Category Archives: Book Club

Wellness: Book Club Gold

In the end I didn’t love Nathan Hill’s Wellness (I’m not even sure I liked it): it was bloated, self-important, unselfconscious about the privilege of its themes (like how Hard it Must Be to not be able to move in to your Forever Home on schedule), aggressive in making sure the reader got the themes (your life and its meaning come from the story(ies) you tell yourself about it!) and over-weighted with symbols to reinforce those themes.

But. But! I keep thinking about some of those pressing themes – to what extent you choose anything, to what degree we are all just making choices in reaction to our past or because someone told us something one time that made us sure of some truth, what shreds of identity remain consistent over time and geography and circumstance – in a way that makes me wonder whether a book you don’t like can also be a good one if it helps you reconsider something or see something anew.

Material provided ▸
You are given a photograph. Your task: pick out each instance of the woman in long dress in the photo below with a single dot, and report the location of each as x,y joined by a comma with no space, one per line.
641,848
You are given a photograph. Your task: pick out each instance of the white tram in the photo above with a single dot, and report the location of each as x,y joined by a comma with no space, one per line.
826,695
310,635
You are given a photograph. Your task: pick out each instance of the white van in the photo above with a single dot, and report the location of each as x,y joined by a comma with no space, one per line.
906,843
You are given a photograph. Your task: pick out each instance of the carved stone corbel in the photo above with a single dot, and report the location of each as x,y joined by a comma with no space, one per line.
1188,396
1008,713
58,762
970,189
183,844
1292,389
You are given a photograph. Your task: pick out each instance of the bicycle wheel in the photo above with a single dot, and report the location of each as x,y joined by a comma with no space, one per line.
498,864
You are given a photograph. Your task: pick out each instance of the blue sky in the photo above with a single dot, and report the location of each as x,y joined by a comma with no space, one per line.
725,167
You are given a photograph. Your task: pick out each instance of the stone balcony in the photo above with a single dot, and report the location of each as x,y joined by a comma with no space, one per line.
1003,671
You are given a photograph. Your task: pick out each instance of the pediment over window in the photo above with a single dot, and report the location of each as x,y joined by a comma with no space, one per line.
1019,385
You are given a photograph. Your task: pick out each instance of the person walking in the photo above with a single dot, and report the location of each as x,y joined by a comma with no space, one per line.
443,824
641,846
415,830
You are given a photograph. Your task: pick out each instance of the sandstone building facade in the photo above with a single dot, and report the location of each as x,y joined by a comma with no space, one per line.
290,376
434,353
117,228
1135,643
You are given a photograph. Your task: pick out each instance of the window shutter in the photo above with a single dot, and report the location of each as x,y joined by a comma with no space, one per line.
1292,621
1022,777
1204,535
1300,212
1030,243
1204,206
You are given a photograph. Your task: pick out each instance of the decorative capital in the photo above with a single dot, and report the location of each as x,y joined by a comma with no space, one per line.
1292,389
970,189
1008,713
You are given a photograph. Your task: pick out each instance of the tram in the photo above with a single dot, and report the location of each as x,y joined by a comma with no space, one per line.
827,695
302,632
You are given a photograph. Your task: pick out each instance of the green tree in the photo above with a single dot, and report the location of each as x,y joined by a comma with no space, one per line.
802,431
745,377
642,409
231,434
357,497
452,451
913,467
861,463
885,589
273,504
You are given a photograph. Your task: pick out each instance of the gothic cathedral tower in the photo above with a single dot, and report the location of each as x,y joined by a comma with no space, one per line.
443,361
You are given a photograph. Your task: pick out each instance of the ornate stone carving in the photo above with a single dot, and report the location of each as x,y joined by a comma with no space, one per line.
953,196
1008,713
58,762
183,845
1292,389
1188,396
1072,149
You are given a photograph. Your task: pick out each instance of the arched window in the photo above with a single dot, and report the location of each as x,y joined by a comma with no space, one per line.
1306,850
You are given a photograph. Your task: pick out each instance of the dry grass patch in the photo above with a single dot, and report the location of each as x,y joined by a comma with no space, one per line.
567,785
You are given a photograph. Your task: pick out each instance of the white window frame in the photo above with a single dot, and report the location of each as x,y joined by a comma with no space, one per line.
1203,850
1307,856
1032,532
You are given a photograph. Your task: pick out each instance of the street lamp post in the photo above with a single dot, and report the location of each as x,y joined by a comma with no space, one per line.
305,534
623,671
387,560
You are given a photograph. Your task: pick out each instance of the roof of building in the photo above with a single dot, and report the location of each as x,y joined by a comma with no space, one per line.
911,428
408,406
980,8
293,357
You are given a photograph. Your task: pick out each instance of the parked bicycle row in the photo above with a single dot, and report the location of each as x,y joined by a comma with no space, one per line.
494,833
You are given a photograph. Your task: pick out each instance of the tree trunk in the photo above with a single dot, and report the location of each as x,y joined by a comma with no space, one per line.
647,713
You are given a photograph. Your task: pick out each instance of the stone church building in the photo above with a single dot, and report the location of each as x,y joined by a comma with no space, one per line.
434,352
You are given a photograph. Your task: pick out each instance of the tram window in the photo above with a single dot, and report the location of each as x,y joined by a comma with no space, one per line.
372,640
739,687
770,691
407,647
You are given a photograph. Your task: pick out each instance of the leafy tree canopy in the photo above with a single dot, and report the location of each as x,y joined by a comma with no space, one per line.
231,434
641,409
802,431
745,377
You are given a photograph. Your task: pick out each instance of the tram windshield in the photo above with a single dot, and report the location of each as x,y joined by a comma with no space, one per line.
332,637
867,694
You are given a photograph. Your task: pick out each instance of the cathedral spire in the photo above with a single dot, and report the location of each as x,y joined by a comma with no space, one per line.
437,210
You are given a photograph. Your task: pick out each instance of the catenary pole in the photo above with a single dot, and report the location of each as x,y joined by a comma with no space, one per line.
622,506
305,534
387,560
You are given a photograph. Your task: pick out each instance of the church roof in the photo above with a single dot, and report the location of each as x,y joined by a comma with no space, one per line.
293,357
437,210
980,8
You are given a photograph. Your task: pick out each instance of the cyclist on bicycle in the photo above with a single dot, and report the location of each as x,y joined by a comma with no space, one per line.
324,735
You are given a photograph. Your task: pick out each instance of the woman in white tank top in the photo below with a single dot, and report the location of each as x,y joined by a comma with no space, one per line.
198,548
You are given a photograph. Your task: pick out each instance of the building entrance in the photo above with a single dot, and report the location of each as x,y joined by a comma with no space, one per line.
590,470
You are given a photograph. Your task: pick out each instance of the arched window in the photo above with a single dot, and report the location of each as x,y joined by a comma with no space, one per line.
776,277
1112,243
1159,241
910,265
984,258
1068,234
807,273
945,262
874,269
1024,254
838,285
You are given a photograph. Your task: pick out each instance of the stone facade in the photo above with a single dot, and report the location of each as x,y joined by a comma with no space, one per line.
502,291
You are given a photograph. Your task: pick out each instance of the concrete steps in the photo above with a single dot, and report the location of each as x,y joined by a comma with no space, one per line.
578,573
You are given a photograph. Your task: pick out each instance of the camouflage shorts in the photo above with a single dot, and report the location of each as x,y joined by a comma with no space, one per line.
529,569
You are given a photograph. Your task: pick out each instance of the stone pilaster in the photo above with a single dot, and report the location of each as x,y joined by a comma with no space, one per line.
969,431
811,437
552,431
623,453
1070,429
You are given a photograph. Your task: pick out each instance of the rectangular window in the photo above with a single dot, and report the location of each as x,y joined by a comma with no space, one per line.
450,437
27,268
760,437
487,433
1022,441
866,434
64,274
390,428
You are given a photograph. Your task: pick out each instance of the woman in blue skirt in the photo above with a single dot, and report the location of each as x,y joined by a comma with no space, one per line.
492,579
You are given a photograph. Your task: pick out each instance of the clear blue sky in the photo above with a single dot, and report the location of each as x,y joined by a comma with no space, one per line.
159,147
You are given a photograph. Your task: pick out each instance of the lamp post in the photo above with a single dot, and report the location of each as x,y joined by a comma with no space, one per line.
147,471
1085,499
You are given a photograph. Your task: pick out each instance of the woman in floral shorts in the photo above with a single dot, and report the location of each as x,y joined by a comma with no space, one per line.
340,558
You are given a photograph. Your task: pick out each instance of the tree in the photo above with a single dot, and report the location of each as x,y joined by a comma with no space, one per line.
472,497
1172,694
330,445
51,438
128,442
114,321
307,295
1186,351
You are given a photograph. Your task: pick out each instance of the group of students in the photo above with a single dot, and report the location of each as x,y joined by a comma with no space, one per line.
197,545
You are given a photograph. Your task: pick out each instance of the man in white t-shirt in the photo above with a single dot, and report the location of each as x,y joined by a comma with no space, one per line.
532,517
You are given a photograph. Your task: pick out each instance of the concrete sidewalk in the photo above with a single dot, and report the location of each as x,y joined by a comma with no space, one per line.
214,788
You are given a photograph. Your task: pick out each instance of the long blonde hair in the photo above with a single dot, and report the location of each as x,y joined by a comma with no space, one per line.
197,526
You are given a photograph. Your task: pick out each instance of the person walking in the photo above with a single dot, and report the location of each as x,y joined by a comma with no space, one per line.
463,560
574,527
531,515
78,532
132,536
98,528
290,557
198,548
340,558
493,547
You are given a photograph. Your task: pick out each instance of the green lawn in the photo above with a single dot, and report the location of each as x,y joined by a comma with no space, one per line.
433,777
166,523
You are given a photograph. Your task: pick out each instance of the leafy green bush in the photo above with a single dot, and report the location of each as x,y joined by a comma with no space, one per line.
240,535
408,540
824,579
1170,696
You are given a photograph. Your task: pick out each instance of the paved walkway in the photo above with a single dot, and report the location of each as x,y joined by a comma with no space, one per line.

Direction ▸ Write out the part of the book club post that opens with "In the end I" and closes with "reinforce those themes.", swapping "bloated" for "overlong".

Answer to the task ▸
In the end I didn’t love Nathan Hill’s Wellness (I’m not even sure I liked it): it was overlong, self-important, unselfconscious about the privilege of its themes (like how Hard it Must Be to not be able to move in to your Forever Home on schedule), aggressive in making sure the reader got the themes (your life and its meaning come from the story(ies) you tell yourself about it!) and over-weighted with symbols to reinforce those themes.